Bearbeite alle folgenden Einträge, indem du „whole pixels“ überall durch „integer pixels“ ersetzt, und gib sie sonst unverändert wieder. Die Bilder lässt du in deiner Antwort weg.

-*-*-

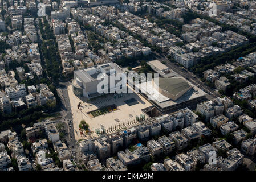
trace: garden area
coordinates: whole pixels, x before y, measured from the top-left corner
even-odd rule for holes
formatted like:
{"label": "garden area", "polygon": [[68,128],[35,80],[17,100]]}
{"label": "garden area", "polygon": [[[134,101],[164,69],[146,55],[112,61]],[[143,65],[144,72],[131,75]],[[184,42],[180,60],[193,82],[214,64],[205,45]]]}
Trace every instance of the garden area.
{"label": "garden area", "polygon": [[94,117],[96,117],[97,116],[107,114],[117,110],[117,109],[116,107],[116,105],[113,104],[108,106],[104,107],[99,109],[94,110],[90,113],[89,114],[91,114]]}

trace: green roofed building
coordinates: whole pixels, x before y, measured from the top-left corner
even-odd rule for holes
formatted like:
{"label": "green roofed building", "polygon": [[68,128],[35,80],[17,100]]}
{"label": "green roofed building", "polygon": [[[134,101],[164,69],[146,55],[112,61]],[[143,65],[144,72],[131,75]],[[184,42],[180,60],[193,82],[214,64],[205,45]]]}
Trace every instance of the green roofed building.
{"label": "green roofed building", "polygon": [[182,78],[159,78],[158,84],[153,81],[154,79],[152,79],[152,85],[159,93],[173,101],[179,98],[192,88],[186,80]]}

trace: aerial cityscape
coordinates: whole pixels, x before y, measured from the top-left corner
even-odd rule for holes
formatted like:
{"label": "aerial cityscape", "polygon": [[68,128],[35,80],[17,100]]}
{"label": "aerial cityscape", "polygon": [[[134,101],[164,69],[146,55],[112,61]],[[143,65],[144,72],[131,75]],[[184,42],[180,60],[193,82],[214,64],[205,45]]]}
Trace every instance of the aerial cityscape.
{"label": "aerial cityscape", "polygon": [[255,0],[0,6],[0,171],[256,171]]}

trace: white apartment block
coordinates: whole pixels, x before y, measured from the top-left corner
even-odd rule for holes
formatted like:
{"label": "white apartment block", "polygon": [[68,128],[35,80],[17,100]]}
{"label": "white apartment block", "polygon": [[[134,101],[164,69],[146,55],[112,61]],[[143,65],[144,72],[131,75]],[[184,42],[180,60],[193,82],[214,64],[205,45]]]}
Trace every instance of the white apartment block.
{"label": "white apartment block", "polygon": [[168,171],[185,171],[184,168],[177,161],[170,158],[164,160],[164,167]]}
{"label": "white apartment block", "polygon": [[245,125],[253,134],[256,134],[256,120],[248,121]]}
{"label": "white apartment block", "polygon": [[178,131],[170,134],[170,138],[175,142],[178,150],[182,150],[188,146],[188,139]]}
{"label": "white apartment block", "polygon": [[184,153],[176,155],[175,160],[185,169],[186,171],[193,171],[196,168],[196,162],[192,158]]}
{"label": "white apartment block", "polygon": [[201,121],[194,123],[192,125],[192,127],[197,131],[200,136],[205,135],[209,136],[212,135],[212,130]]}
{"label": "white apartment block", "polygon": [[9,87],[5,89],[5,92],[11,100],[17,100],[20,98],[25,99],[27,89],[25,84],[18,85],[15,88]]}

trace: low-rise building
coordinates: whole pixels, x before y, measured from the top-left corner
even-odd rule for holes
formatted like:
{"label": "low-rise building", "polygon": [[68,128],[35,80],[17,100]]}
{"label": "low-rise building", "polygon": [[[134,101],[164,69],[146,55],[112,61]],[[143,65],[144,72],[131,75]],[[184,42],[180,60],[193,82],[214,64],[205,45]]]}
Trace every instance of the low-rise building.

-*-*-

▶ [Lösung der Aufgabe]
trace: garden area
coordinates: integer pixels, x before y, measured from the top-left corner
even-odd rule for holes
formatted like:
{"label": "garden area", "polygon": [[68,128],[35,80],[17,100]]}
{"label": "garden area", "polygon": [[[134,101],[164,69],[146,55],[112,61]],[[143,65],[144,72],[131,75]],[[184,42],[180,60],[193,82],[214,64],[205,45]]]}
Trace every instance of the garden area.
{"label": "garden area", "polygon": [[94,117],[96,117],[97,116],[107,114],[117,110],[117,109],[116,107],[116,105],[113,104],[108,106],[104,107],[99,109],[94,110],[90,113],[89,114],[91,114]]}

trace: green roofed building
coordinates: integer pixels, x before y, measured from the top-left corner
even-odd rule for holes
formatted like:
{"label": "green roofed building", "polygon": [[68,128],[35,80],[17,100]]}
{"label": "green roofed building", "polygon": [[[134,101],[164,69],[146,55],[112,61]],[[143,65],[144,72],[131,75]],[[184,42],[180,60],[193,82],[214,64],[205,45]]]}
Trace every instance of the green roofed building.
{"label": "green roofed building", "polygon": [[182,78],[159,78],[158,84],[153,81],[154,79],[152,79],[152,85],[159,93],[173,101],[179,98],[192,88],[186,80]]}

trace: aerial cityscape
coordinates: integer pixels, x before y, measured from the top-left corner
even-odd rule for holes
formatted like:
{"label": "aerial cityscape", "polygon": [[68,128],[35,80],[17,100]]}
{"label": "aerial cityscape", "polygon": [[[134,101],[164,69],[146,55],[112,61]],[[143,65],[144,72],[131,75]],[[184,42],[180,60],[193,82],[214,64],[205,45]]]}
Trace every instance of the aerial cityscape.
{"label": "aerial cityscape", "polygon": [[255,0],[0,6],[0,171],[256,171]]}

trace: white apartment block
coordinates: integer pixels, x before y, measured from the top-left corner
even-odd rule for holes
formatted like:
{"label": "white apartment block", "polygon": [[68,128],[35,80],[17,100]]}
{"label": "white apartment block", "polygon": [[[134,101],[164,69],[146,55],[112,61]],[[143,65],[144,72],[131,75]],[[184,42],[180,60],[193,82],[214,64],[205,45]]]}
Trace every instance of the white apartment block.
{"label": "white apartment block", "polygon": [[168,171],[185,171],[184,168],[177,161],[170,158],[164,160],[164,167]]}
{"label": "white apartment block", "polygon": [[245,125],[253,134],[256,134],[256,120],[248,121]]}
{"label": "white apartment block", "polygon": [[178,131],[170,134],[170,138],[175,142],[178,150],[182,150],[188,146],[188,139]]}
{"label": "white apartment block", "polygon": [[184,153],[176,155],[175,160],[185,169],[186,171],[193,171],[196,168],[196,162],[192,158]]}
{"label": "white apartment block", "polygon": [[201,121],[194,123],[192,125],[192,127],[197,131],[200,136],[205,135],[209,136],[212,135],[212,130]]}
{"label": "white apartment block", "polygon": [[9,87],[5,89],[5,92],[11,100],[17,100],[20,98],[25,99],[27,89],[25,84],[18,85],[15,88]]}

trace: low-rise building
coordinates: integer pixels, x before y, measured from the top-left corner
even-odd rule for holes
formatted like:
{"label": "low-rise building", "polygon": [[68,128],[35,80],[17,100]]}
{"label": "low-rise building", "polygon": [[[134,101],[164,69],[146,55],[112,61]],[[143,65],[144,72],[131,75]],[[184,42],[180,60],[193,82],[214,64],[205,45]]]}
Trace every instance of the low-rise building.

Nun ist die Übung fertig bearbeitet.